(Referring expression data)
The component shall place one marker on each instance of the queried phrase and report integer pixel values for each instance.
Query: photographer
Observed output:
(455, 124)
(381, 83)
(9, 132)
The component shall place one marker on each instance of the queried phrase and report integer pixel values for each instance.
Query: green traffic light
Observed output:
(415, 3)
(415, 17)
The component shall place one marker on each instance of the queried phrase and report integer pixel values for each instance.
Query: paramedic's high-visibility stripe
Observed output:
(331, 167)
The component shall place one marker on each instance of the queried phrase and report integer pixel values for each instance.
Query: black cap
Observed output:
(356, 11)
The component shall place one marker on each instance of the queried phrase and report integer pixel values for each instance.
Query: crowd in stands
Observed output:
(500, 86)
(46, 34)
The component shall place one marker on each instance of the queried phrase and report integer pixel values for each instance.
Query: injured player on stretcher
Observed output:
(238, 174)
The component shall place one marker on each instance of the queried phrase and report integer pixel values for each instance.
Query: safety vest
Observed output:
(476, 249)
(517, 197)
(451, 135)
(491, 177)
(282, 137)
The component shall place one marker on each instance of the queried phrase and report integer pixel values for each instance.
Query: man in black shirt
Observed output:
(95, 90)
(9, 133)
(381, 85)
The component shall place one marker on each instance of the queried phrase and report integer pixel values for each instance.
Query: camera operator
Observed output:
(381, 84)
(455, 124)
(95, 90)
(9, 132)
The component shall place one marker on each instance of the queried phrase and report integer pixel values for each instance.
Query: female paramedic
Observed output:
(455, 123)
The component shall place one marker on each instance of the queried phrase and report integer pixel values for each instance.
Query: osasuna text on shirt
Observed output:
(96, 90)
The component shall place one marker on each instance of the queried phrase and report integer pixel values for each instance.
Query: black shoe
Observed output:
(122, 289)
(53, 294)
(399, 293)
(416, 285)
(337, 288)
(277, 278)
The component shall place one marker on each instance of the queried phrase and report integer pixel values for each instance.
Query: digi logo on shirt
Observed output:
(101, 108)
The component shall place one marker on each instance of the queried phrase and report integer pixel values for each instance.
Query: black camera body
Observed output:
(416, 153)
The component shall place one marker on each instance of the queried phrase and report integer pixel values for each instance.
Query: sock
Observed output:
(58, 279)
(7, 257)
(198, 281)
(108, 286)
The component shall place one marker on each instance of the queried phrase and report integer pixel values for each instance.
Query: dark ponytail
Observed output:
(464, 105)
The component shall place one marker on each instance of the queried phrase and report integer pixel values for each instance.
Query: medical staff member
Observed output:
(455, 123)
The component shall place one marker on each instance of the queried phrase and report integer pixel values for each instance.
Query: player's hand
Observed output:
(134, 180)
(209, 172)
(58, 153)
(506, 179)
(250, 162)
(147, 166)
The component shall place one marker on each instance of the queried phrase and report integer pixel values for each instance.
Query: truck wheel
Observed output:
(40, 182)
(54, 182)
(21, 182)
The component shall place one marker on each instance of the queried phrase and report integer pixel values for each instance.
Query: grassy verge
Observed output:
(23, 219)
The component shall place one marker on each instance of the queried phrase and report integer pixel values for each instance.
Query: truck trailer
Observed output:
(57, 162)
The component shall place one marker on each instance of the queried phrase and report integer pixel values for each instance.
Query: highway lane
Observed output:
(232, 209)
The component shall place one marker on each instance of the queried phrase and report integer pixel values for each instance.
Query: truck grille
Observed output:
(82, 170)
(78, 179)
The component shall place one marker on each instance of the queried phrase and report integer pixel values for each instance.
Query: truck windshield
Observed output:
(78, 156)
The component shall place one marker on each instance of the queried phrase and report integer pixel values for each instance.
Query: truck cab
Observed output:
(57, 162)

Task goal
From the data above, copy each line where the string "player" appears.

Solution to this problem
Query: injured player on stretcher
Query: player's hand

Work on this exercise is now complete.